Mit sieben Zähler Unterschied unterlag Einsiedeln dem letztjährigen Meister Kriessern am Sonntag. Die Rheintaler haben damit für den Rückkampf die besseren Karten in ihren Händen. Obendrauf war es aber ein spannender Kampf.
W.S. Was die beiden Teams den rund 700 frenetischen Zuschauern in der Sporthalle boten, war ganz stark. Die Stimmung war vom ersten Kampf an aufgeheizt, die Emotionen kochten in beiden Lagern immer wieder auf. Der Fight mahnte ein wenig an das Feuer im Kamin: Es wärmt nur, wenn es durch den Kamin zieht und Sauerstoff die Flammen nährt. Was dem Feuer die Zugluft, waren beim Match einige hochbrisante und enge Duelle. Es zog ganz schön über die Matten wie durch den Kamin. Nach einer guten ersten Halbzeit begann Einsiedeln zu stottern, die Kräfte lahmten, das Vertrauen schwand – und der Kriessern-Express nahm so richtig Fahrt auf.
Starker Beginn
Leichgewichtler Kay Neyer, der dem Junioren-Kader von Swiss Wrestling angehört, musste gegen den Alt-Internationalen Urs Wild ran. Dabei wurde ihm der Tarif von der ersten Sekunde an durchgegeben. Nachdem er bald einmal mit 6:0 in Rückstand lag, wurde der 17-jährige Maurerlehrling im «Päckli» auf die Schultern geschraubt. Das Duell zwischen Sven Neyer und Noel Hutter wurde vom Einheimischen klar dominiert. Immer wieder punktete er mit seinen Durchdrehern am Boden bis sein technisch überhöhter Sieg feststand.

▶ [AUSGANGSDATEN]:
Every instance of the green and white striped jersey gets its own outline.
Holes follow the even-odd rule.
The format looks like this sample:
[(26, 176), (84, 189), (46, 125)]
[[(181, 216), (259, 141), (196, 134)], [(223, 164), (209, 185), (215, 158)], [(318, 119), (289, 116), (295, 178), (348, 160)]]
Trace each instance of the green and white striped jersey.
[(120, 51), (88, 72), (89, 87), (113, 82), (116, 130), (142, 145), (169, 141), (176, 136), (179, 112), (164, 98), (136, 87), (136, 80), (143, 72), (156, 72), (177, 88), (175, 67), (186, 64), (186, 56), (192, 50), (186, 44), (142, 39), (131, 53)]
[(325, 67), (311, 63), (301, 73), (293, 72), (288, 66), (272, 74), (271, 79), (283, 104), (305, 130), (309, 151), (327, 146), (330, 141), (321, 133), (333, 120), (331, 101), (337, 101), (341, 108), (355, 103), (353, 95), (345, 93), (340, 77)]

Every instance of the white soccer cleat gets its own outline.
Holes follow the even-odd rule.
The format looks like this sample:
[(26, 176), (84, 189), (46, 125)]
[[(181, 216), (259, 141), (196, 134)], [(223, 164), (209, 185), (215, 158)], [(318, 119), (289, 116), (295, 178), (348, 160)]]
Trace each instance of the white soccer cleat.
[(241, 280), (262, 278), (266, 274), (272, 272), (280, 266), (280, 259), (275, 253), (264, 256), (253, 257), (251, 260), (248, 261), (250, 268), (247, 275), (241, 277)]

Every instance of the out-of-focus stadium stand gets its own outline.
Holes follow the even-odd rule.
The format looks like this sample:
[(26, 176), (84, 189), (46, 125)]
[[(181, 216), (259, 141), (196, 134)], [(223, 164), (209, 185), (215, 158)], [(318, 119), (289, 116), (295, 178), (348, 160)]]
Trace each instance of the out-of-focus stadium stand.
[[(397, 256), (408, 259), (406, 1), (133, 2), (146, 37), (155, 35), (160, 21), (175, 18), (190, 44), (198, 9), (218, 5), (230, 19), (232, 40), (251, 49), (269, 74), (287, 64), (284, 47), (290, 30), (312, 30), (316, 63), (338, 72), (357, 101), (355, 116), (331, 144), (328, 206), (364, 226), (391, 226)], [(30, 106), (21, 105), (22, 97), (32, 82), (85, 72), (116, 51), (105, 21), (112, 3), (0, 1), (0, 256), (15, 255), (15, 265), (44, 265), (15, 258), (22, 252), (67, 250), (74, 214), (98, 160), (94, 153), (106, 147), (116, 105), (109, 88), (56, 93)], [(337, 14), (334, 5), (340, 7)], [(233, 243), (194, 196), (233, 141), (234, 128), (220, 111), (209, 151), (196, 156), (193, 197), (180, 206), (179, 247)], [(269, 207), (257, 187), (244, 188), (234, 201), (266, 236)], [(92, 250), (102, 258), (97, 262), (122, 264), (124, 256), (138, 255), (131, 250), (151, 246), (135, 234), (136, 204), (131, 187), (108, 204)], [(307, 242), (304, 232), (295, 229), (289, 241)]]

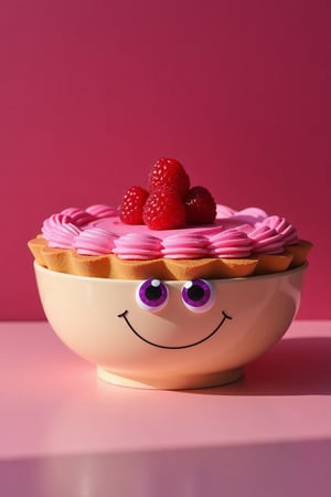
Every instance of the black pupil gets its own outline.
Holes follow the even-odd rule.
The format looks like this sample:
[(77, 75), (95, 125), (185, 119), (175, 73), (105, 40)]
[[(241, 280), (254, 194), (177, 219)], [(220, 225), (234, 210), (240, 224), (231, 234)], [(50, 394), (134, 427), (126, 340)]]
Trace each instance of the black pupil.
[(192, 285), (188, 289), (188, 296), (191, 300), (194, 302), (201, 300), (204, 296), (204, 289), (199, 285)]
[(148, 286), (145, 293), (149, 300), (158, 300), (162, 295), (161, 287), (152, 285)]

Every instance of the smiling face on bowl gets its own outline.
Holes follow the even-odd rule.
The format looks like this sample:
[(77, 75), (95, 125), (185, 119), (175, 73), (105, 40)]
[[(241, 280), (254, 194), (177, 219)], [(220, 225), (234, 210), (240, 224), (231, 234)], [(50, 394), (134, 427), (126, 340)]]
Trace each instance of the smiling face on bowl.
[(142, 282), (73, 276), (35, 264), (43, 308), (62, 341), (129, 377), (244, 366), (287, 330), (302, 273)]

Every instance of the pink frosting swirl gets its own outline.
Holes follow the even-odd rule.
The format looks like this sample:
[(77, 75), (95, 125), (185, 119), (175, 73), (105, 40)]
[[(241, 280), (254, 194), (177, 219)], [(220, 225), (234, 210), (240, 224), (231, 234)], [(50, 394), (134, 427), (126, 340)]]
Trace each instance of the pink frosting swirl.
[(248, 236), (253, 241), (254, 254), (280, 254), (284, 251), (282, 236), (275, 228), (259, 225)]
[(89, 205), (86, 209), (86, 212), (97, 219), (111, 218), (114, 215), (118, 215), (117, 209), (106, 205), (104, 203), (96, 203), (95, 205)]
[(143, 233), (127, 233), (114, 241), (114, 254), (126, 260), (151, 260), (161, 257), (161, 241)]
[(166, 258), (206, 257), (209, 239), (197, 233), (179, 233), (166, 236), (161, 253)]
[(74, 237), (79, 233), (81, 229), (72, 223), (72, 218), (63, 213), (52, 214), (42, 225), (42, 234), (54, 248), (72, 248)]
[(95, 219), (94, 215), (79, 208), (64, 209), (63, 211), (61, 211), (61, 214), (68, 215), (71, 218), (71, 222), (78, 228), (84, 226)]
[(261, 222), (261, 225), (274, 228), (278, 233), (280, 233), (284, 245), (293, 245), (298, 243), (297, 230), (285, 218), (279, 215), (269, 215)]
[(74, 237), (73, 247), (82, 255), (110, 254), (116, 235), (102, 228), (87, 228)]
[(210, 237), (210, 255), (222, 258), (242, 258), (252, 254), (253, 242), (244, 231), (225, 230)]

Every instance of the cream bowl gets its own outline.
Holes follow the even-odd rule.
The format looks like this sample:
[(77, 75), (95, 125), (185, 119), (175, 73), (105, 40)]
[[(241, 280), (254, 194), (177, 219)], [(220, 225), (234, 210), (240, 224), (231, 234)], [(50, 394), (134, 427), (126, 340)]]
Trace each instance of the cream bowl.
[(177, 390), (238, 380), (288, 330), (307, 264), (209, 282), (75, 276), (36, 262), (34, 269), (51, 327), (100, 379)]

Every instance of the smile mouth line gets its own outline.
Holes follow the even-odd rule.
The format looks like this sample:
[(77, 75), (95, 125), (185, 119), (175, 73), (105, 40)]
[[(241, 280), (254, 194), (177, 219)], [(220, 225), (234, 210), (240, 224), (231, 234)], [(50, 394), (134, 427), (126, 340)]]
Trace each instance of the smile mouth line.
[(140, 338), (140, 340), (142, 340), (146, 343), (149, 343), (149, 345), (151, 345), (153, 347), (159, 347), (160, 349), (188, 349), (190, 347), (195, 347), (195, 346), (197, 346), (200, 343), (203, 343), (204, 341), (209, 340), (213, 335), (215, 335), (216, 331), (218, 331), (218, 329), (223, 325), (223, 322), (226, 321), (226, 319), (232, 319), (231, 316), (228, 316), (224, 310), (222, 310), (223, 318), (222, 318), (221, 322), (218, 322), (216, 328), (210, 335), (207, 335), (206, 337), (202, 338), (201, 340), (194, 341), (193, 343), (189, 343), (189, 345), (185, 345), (185, 346), (162, 346), (162, 345), (159, 345), (159, 343), (154, 343), (153, 341), (150, 341), (147, 338), (145, 338), (141, 335), (139, 335), (138, 331), (136, 331), (136, 329), (134, 328), (134, 326), (129, 321), (129, 319), (127, 317), (128, 313), (129, 311), (126, 309), (121, 314), (118, 314), (117, 317), (124, 318), (124, 320), (126, 321), (127, 326), (136, 335), (136, 337)]

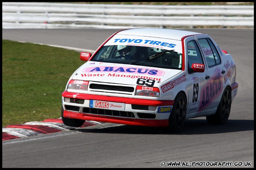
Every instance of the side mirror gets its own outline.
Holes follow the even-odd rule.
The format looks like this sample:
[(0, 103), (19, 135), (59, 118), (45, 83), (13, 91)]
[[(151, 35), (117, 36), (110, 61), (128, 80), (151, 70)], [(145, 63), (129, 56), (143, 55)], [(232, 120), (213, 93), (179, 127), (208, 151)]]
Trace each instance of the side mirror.
[(191, 67), (193, 72), (203, 73), (204, 72), (204, 64), (194, 63)]
[(83, 61), (87, 61), (89, 60), (91, 56), (92, 56), (91, 53), (81, 52), (80, 53), (80, 59)]

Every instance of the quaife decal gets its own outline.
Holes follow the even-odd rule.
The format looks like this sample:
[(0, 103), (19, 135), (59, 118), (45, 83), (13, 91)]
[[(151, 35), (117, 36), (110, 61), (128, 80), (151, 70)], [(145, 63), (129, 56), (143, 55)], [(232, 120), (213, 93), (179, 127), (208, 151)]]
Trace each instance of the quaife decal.
[(119, 72), (163, 76), (164, 72), (160, 70), (128, 67), (92, 67), (85, 68), (84, 73)]
[(172, 111), (172, 107), (159, 107), (157, 110), (158, 113), (171, 113)]
[(209, 106), (221, 93), (223, 85), (221, 72), (220, 69), (216, 68), (211, 79), (202, 88), (198, 111)]
[(174, 88), (178, 84), (179, 84), (186, 80), (186, 75), (183, 75), (180, 77), (175, 79), (174, 80), (171, 81), (169, 83), (166, 84), (161, 86), (161, 89), (163, 93), (165, 93), (168, 91)]

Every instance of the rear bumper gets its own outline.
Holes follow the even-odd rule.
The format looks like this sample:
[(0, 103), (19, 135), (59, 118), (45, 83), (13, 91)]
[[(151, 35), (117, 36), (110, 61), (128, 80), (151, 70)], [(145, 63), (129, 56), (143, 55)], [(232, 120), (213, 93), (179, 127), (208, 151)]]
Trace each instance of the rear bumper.
[(81, 113), (64, 111), (63, 116), (66, 118), (75, 119), (85, 120), (91, 120), (132, 125), (152, 127), (166, 127), (169, 125), (168, 119), (145, 120), (124, 118), (110, 116), (95, 115)]

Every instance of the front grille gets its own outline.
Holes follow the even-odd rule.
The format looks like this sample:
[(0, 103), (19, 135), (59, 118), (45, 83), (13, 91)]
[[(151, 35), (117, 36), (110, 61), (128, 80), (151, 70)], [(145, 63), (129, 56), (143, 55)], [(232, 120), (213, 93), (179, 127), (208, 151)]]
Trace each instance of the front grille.
[(83, 113), (89, 113), (97, 115), (112, 116), (118, 117), (129, 117), (134, 118), (135, 117), (133, 113), (124, 111), (113, 111), (107, 109), (96, 109), (95, 108), (84, 108)]
[(137, 115), (141, 119), (156, 119), (156, 115), (155, 114), (151, 114), (150, 113), (137, 113)]
[(89, 87), (91, 89), (103, 90), (111, 91), (119, 91), (133, 92), (134, 91), (134, 88), (131, 87), (125, 87), (121, 86), (108, 85), (106, 84), (98, 84), (92, 83), (90, 85)]
[(70, 111), (74, 111), (76, 112), (79, 112), (80, 109), (80, 108), (79, 107), (75, 106), (74, 106), (65, 105), (65, 108), (66, 110)]

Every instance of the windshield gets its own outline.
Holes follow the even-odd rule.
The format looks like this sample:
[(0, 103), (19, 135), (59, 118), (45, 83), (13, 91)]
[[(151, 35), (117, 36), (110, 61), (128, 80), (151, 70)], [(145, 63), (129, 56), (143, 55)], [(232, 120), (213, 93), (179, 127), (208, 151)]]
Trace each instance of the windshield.
[(103, 46), (91, 60), (182, 70), (182, 54), (174, 50), (126, 45)]

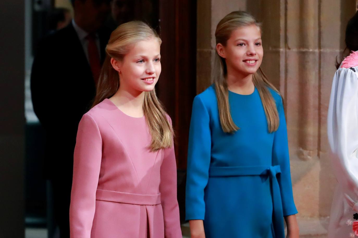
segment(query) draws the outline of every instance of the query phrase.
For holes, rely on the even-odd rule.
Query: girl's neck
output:
[[[124,88],[120,86],[110,100],[125,114],[133,117],[143,116],[145,92]]]
[[[255,90],[252,74],[245,75],[228,71],[226,80],[229,90],[235,93],[248,95]]]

▶ [SCHRIFTLICHE AUFGABE A]: Übertrage die Zeilen der Auflistung von der Zeile mit „Every instance of the smiling“ bis einschließlich der Zeile mit „Trace each instance of the smiling“ in eine nummerierte Liste und lass dabei Leerzeilen weg.
▶ [SCHRIFTLICHE AUFGABE B]: Schreibe den Bericht über den Ringkampf zwischen Einsiedeln und Kriessern nach seinem letzten Satz weiter.

▶ [ERGEBNIS DER ÜBUNG A]:
1. Every instance of the smiling face on bowl gets its own outline.
2. Holes follow the even-odd rule.
3. The format looks like this sample:
4. [(77, 75), (95, 125), (185, 119), (175, 73), (105, 40)]
5. [[(241, 280), (254, 194), (177, 219)], [(220, 225), (234, 210), (240, 224), (231, 234)], [(50, 394), (134, 427), (126, 340)]]
6. Trace each instance of the smiling face on bowl.

▶ [ERGEBNIS DER ÜBUNG B]:
Michel Schönbächler, der für sein Gewicht einige Kilos «abkochen» musste, konnte Christoph Wittenwiler nach einer 8:4 Führung in der zweiten Runde am Boden überlisten und so das Punktemaximum in trockene Tücher bringen. Erneut einen starken Auftritt zeigte der 24-jährige Revisor Andreas Burkard. Mit seinen blitzschnell vorgetragenen Angriffen setzte er den körperlich überlegenen P hilipp Hutter gleich unter Druck und ging in der ersten Runde mit 2:1 in Führung. Obschon der wieder aktivierte einstige Internationale bedrohlich nahe kam, behielt Burkard mit 8:5 das bessere Ende. Einfach toll, wie Burkard bei seinen Beinangrifften rechts getäuscht und links gedreht hatte. Lars Neyer und der Junioren-Internationale Dominik Laritz, eines der grössten Schweizer Ringertalente überhaupt, lieferten sich einen harten Fight. Neyer liess sich unnötig aus dem Konzept bringen und wurde von seinem Kontrahenten kurz vor Wettkampfende prompt noch geschultert. Der in Reichweite liegende Mannschaftspunkt war damit weg. Bei Halbzeit lagen die Einheimischen mit 10:9 vorne, was im Ringen nicht viel bedeutet.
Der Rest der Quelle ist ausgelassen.